▶ **Entries provided**
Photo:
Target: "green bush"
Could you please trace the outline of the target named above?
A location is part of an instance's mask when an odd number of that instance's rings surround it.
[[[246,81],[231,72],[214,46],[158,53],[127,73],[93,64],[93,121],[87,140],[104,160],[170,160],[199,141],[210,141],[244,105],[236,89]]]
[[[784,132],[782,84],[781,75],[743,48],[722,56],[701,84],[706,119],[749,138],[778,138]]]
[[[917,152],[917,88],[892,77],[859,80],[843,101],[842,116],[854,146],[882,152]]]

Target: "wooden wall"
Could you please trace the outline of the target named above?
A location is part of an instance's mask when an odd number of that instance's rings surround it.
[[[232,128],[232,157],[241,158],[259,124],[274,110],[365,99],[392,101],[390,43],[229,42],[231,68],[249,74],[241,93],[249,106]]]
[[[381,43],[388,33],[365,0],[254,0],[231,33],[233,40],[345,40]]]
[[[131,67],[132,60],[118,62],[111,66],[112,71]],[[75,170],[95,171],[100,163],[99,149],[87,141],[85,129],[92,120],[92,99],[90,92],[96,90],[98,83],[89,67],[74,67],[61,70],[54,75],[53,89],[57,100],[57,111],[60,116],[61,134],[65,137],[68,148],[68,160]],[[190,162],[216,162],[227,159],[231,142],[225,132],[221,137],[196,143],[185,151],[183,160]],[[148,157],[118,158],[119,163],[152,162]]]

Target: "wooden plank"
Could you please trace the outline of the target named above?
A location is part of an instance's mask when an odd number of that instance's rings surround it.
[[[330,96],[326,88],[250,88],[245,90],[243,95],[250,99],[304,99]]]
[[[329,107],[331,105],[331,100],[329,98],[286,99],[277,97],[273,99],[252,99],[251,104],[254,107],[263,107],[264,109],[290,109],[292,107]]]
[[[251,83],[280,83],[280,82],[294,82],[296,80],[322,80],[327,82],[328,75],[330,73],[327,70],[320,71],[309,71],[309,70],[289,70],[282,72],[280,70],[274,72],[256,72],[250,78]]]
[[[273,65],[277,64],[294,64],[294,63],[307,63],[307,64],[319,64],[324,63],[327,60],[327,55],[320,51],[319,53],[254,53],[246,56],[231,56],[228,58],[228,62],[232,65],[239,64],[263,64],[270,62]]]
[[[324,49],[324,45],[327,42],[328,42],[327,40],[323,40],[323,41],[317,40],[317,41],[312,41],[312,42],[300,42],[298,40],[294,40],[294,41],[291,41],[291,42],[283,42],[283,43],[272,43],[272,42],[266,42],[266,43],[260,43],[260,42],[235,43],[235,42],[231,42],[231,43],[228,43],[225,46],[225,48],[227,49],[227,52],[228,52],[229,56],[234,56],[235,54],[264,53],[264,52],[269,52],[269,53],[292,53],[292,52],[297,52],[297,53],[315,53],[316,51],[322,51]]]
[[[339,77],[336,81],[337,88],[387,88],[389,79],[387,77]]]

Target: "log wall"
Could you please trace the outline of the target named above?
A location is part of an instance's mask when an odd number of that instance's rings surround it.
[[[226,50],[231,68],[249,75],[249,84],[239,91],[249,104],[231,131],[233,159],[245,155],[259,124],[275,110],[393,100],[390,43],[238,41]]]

* * *

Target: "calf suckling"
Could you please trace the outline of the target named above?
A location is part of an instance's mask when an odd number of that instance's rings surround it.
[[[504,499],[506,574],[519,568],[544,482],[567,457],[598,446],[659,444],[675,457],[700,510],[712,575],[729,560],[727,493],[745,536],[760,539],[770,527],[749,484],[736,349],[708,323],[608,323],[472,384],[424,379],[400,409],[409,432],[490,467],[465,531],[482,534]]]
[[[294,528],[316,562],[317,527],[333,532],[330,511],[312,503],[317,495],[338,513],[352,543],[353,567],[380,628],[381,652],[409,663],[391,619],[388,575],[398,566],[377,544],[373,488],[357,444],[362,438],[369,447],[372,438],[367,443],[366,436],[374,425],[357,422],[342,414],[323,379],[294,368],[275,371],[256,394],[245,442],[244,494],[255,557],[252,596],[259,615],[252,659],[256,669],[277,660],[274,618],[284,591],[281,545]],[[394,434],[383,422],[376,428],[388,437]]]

▶ **What to produce**
Return each line of the material in which the string "wooden" can be found.

▶ **Exercise output**
Target: "wooden wall"
Target: "wooden plank"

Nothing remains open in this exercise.